> _WHAT YOU SHOULD DO_: Return the records below from the line containing "Target: woman's knee" onward, exactly, through and including the last line.

[Records drawn from a dataset]
-- Opening Marker --

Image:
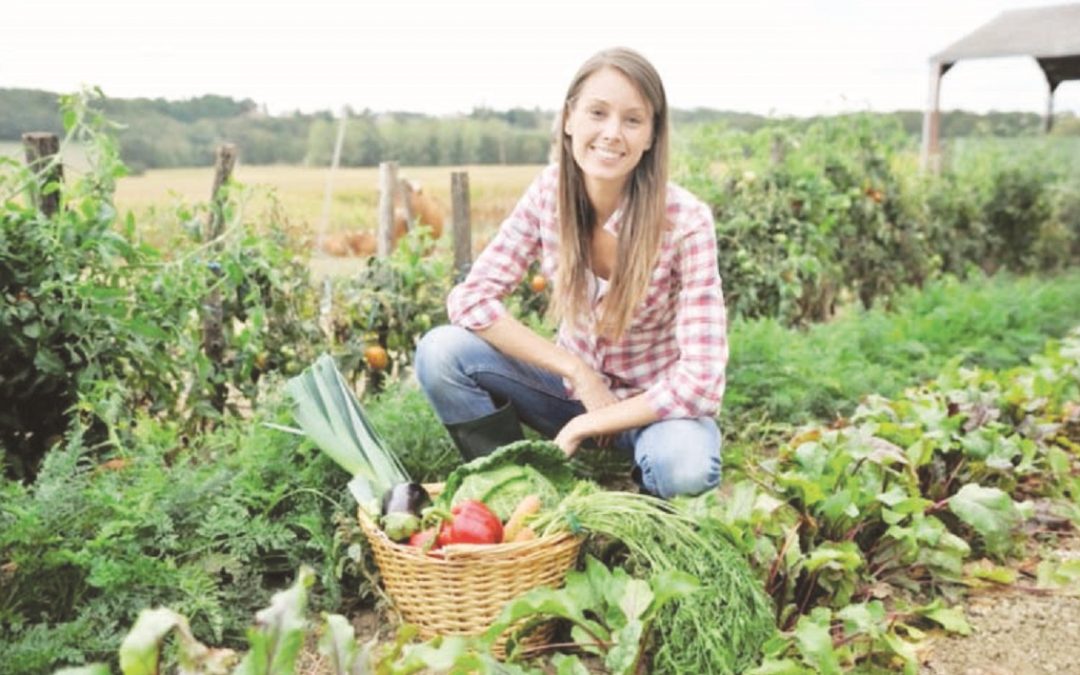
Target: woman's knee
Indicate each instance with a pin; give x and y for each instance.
(441, 352)
(679, 456)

-- Closing Marker --

> _REPLY_:
Target: woman's knee
Indicate each instance with a pin; give x and y for each instance.
(441, 352)
(679, 456)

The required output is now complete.